### TASK REQUIREMENTS
1 – In the forum thread about car gauges, which website does Mike_V say to visit for the gauge?
2 – Can you shorten the paragraph in the forum thread about car gauges that begins "If you want the gauge, go to jhp.com.au" while keeping its main facts?
3 – Can you carry on the forum thread about car gauges from its last line?

I hate when mechanics play guessing games and start replacing things hoping they fixed it. Maybe in your case it is now corrected.

I do agree, there should be more gauges to measure engine temps etc. Maybe putting those gauges on the steering column with hose clamps like in the "old days" would work. :lol: :lol: :lol: Retro gauges with huge dials.:rofl: :rofl: :rofl: *


----------



## Mike_V (Mar 10, 2006)

I know, who was the brain donor that removed the oil and amp gauge from the damn car.

If you want the gauge, go to jhp.com.au. Very pricey for what you get, but everyone that has purchased them loves the fit and finish. I’m holding out for these http://www.pfyc.com/pc/GN2110/GPGAU/AeroForce+Tech+Interceptor+Scan+Gauges.html for the 05/06, but if they’re not out soon I’ll be getting the JHP oil and amp.


----------



## aintmisbehavinn (Feb 9, 2006)

:agree what idiots. Like the shift light that doesn't work. Only in America, the land of government intervention and special interest....


----------



## flyer469 (May 19, 2006)

### DATA SUPPLIED
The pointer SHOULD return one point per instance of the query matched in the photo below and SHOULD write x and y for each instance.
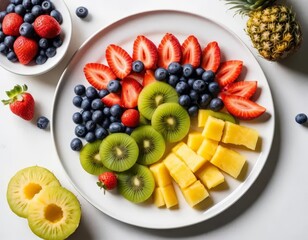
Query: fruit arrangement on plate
(161, 114)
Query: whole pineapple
(272, 28)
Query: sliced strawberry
(148, 78)
(119, 60)
(111, 99)
(228, 72)
(245, 89)
(145, 50)
(191, 51)
(130, 93)
(98, 75)
(242, 108)
(169, 50)
(210, 59)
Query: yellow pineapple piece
(207, 148)
(228, 160)
(195, 193)
(210, 175)
(158, 197)
(213, 128)
(188, 156)
(240, 135)
(161, 175)
(169, 196)
(194, 140)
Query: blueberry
(161, 74)
(29, 18)
(184, 100)
(80, 89)
(188, 70)
(77, 118)
(80, 130)
(11, 56)
(182, 87)
(51, 52)
(91, 92)
(116, 127)
(301, 118)
(76, 144)
(138, 66)
(199, 85)
(208, 76)
(114, 86)
(174, 68)
(26, 30)
(97, 104)
(42, 122)
(57, 15)
(216, 104)
(82, 12)
(100, 133)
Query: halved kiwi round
(154, 95)
(90, 159)
(172, 121)
(118, 152)
(151, 144)
(136, 184)
(25, 185)
(54, 214)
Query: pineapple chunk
(240, 135)
(158, 197)
(194, 140)
(187, 155)
(161, 175)
(213, 128)
(210, 175)
(195, 193)
(169, 196)
(207, 148)
(228, 160)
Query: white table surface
(275, 207)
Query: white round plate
(154, 25)
(33, 69)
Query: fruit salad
(164, 116)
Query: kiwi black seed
(172, 121)
(151, 144)
(119, 152)
(90, 159)
(154, 95)
(136, 184)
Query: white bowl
(34, 69)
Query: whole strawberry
(21, 102)
(107, 180)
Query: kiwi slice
(54, 214)
(119, 152)
(136, 184)
(154, 95)
(26, 184)
(172, 121)
(151, 144)
(90, 158)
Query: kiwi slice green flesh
(154, 95)
(136, 184)
(172, 121)
(119, 152)
(151, 144)
(54, 214)
(26, 184)
(90, 158)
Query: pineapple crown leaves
(15, 94)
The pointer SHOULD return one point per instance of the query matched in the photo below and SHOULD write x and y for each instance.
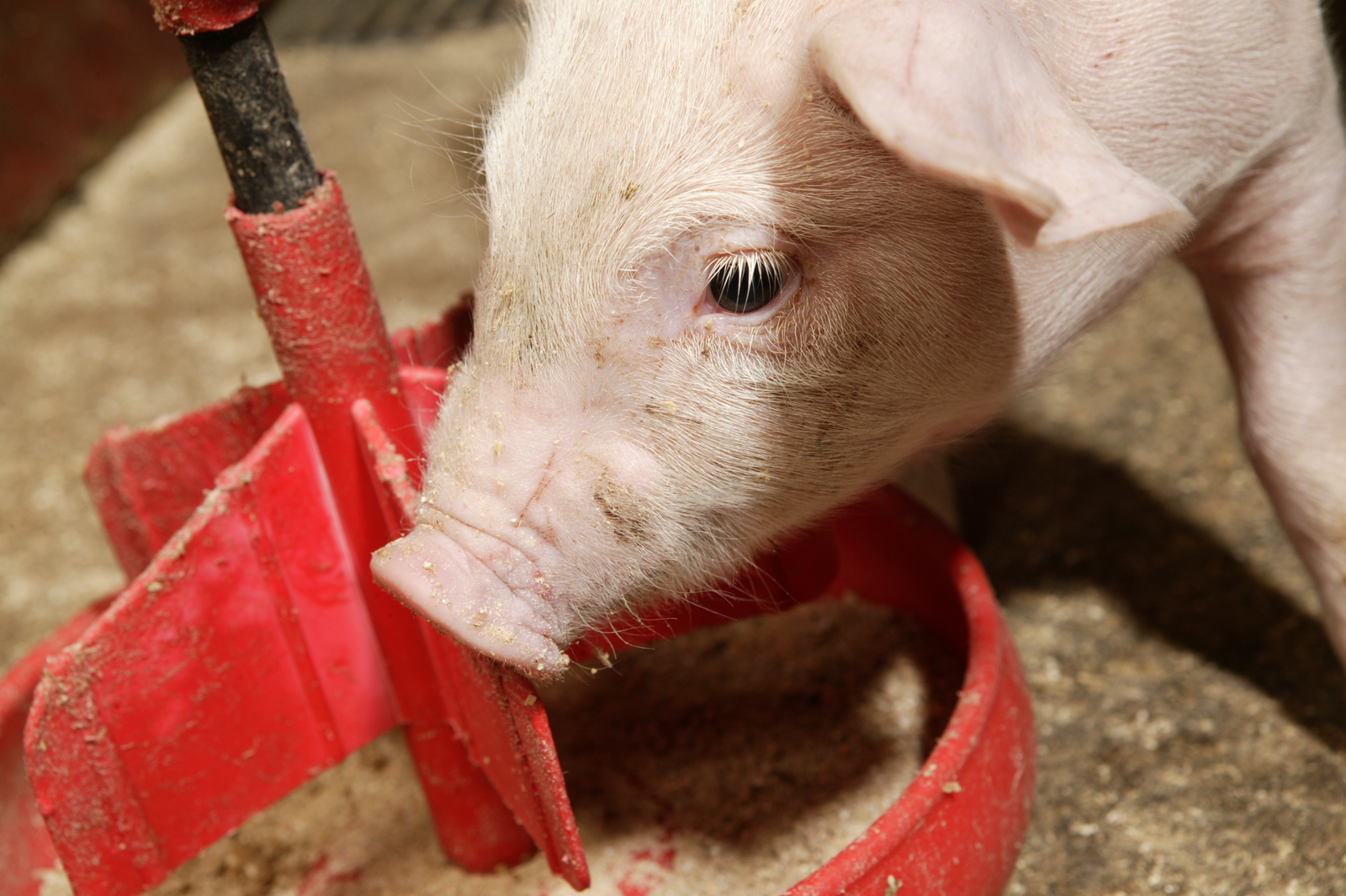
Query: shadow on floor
(1047, 517)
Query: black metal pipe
(252, 114)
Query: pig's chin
(461, 595)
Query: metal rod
(252, 114)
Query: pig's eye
(747, 282)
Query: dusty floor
(1191, 718)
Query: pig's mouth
(491, 599)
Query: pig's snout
(466, 596)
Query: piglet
(747, 258)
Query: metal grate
(369, 20)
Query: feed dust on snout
(730, 761)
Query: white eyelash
(751, 264)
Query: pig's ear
(956, 90)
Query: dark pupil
(744, 289)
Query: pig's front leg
(1272, 262)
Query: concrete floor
(1191, 718)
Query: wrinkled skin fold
(951, 191)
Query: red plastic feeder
(252, 650)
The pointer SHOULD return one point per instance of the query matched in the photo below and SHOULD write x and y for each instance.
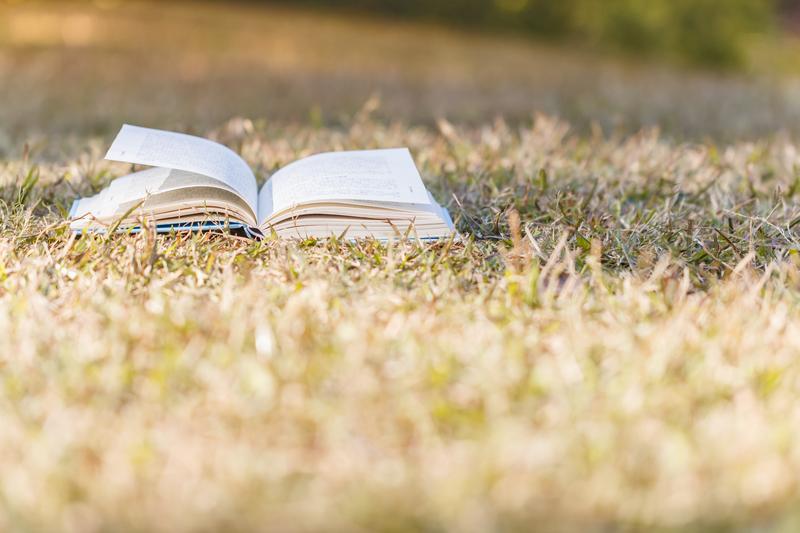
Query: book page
(155, 185)
(157, 148)
(368, 175)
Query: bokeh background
(694, 68)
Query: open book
(199, 184)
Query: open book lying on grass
(199, 184)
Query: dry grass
(623, 356)
(612, 344)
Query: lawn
(611, 342)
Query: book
(198, 184)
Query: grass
(610, 344)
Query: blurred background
(694, 68)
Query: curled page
(157, 148)
(369, 175)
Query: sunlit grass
(612, 340)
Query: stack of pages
(199, 184)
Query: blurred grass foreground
(610, 345)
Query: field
(611, 343)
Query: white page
(370, 175)
(157, 148)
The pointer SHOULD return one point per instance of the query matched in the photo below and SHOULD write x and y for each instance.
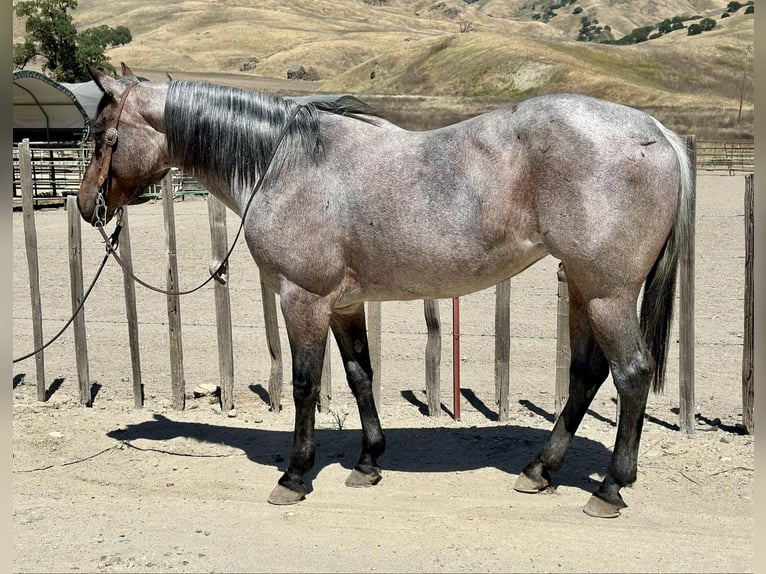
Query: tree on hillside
(50, 34)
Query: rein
(113, 241)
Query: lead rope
(113, 241)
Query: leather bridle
(106, 164)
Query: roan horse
(354, 209)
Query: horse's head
(130, 147)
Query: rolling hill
(446, 59)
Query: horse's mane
(233, 130)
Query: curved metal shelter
(51, 112)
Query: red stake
(456, 358)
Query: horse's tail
(659, 288)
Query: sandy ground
(113, 488)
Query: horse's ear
(127, 74)
(106, 82)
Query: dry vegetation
(413, 49)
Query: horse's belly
(442, 273)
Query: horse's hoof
(600, 508)
(526, 484)
(359, 479)
(281, 495)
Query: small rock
(205, 390)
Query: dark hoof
(359, 479)
(600, 508)
(525, 483)
(281, 495)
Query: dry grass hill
(428, 62)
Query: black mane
(233, 131)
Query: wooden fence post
(174, 303)
(374, 341)
(219, 246)
(502, 347)
(456, 358)
(433, 356)
(30, 238)
(563, 351)
(748, 420)
(686, 311)
(129, 287)
(325, 383)
(76, 288)
(269, 301)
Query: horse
(340, 206)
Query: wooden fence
(217, 218)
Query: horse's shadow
(508, 448)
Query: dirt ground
(112, 488)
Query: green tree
(50, 35)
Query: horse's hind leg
(350, 332)
(617, 329)
(306, 321)
(588, 370)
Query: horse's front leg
(306, 321)
(350, 332)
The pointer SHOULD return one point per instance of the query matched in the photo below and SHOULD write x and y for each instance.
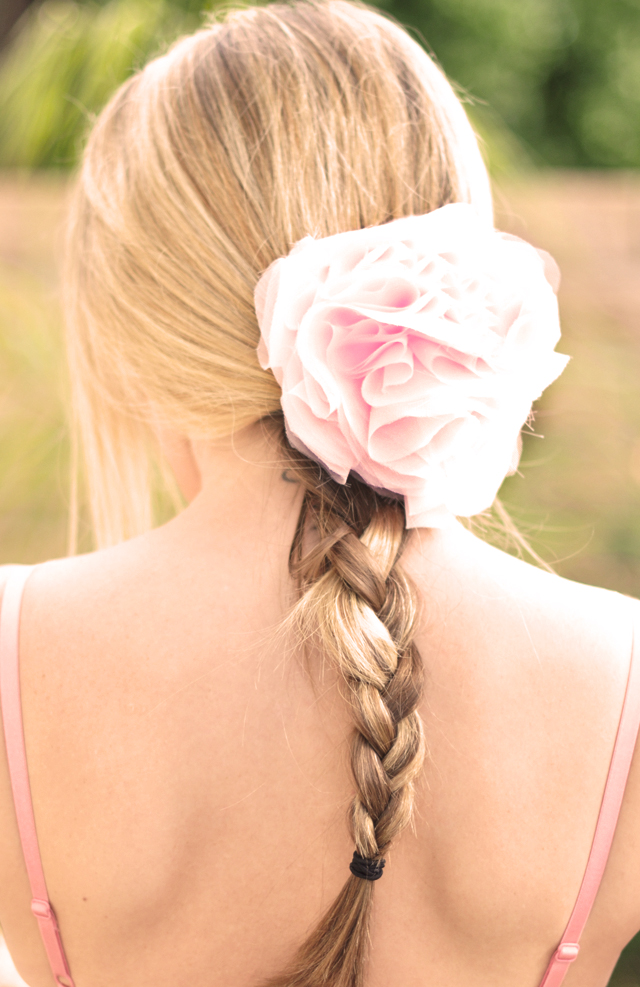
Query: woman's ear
(178, 452)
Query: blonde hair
(273, 123)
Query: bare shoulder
(460, 573)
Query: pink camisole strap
(19, 773)
(563, 956)
(615, 785)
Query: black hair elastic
(366, 868)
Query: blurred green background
(553, 88)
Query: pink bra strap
(616, 782)
(19, 772)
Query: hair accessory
(410, 354)
(367, 868)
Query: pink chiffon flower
(410, 354)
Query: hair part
(271, 124)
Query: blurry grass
(34, 457)
(63, 64)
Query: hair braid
(360, 607)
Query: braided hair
(359, 605)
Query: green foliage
(563, 75)
(550, 81)
(64, 63)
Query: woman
(283, 282)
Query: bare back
(190, 778)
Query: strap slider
(42, 909)
(567, 952)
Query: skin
(191, 781)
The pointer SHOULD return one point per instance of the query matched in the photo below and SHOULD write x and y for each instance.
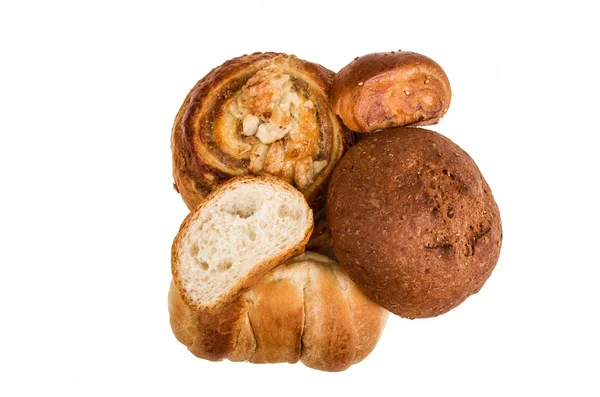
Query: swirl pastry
(256, 114)
(391, 89)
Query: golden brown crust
(413, 221)
(391, 89)
(306, 309)
(208, 144)
(257, 271)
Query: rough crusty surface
(264, 113)
(305, 310)
(413, 221)
(243, 229)
(391, 89)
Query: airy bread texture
(243, 229)
(305, 310)
(390, 89)
(413, 221)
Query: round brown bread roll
(390, 89)
(413, 221)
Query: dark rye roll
(264, 113)
(413, 221)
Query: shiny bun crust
(391, 89)
(413, 221)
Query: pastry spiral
(259, 113)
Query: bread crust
(390, 89)
(413, 221)
(202, 161)
(306, 309)
(259, 269)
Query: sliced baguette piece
(244, 228)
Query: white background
(88, 94)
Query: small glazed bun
(413, 221)
(391, 89)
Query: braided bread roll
(305, 310)
(255, 114)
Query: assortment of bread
(264, 157)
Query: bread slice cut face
(243, 229)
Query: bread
(243, 229)
(305, 310)
(413, 221)
(265, 113)
(391, 89)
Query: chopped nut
(319, 166)
(294, 111)
(274, 158)
(287, 172)
(269, 133)
(251, 123)
(257, 158)
(304, 172)
(235, 110)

### RESULTS
1 – jhp.com.au

2 – JHP gauges from jhp.com.au are expensive, but buyers love their fit and finish. Mike_V is waiting for the AeroForce Tech Interceptor Scan Gauges for the 05/06. If those don't come out soon, he will buy the JHP oil and amp gauges.

3 –
Get this thing,,,i love it http://www.dashhawk.com/

gives you a read out of it and 1000 other things.


----------



## bergenfelter (Nov 11, 2005)

The JHP gages are awesome. Well made, the gage font matches our dash perfectly, and the fit and finish are perfect.

John.


----------



## GRR_RRR (Oct 19, 2006)

aintmisbehavinn said:


> :agree what idiots. Like the shift light that doesn't work. Only in America, the land of government intervention and special interest....


You need a light to tell you when to shift? THAT would just irritate the pi** out of me.


----------



## GTO JUDGE (May 14, 2005)

GRR_RRR said:


> You need a light to tell you when to shift? THAT would just irritate the pi** out of me.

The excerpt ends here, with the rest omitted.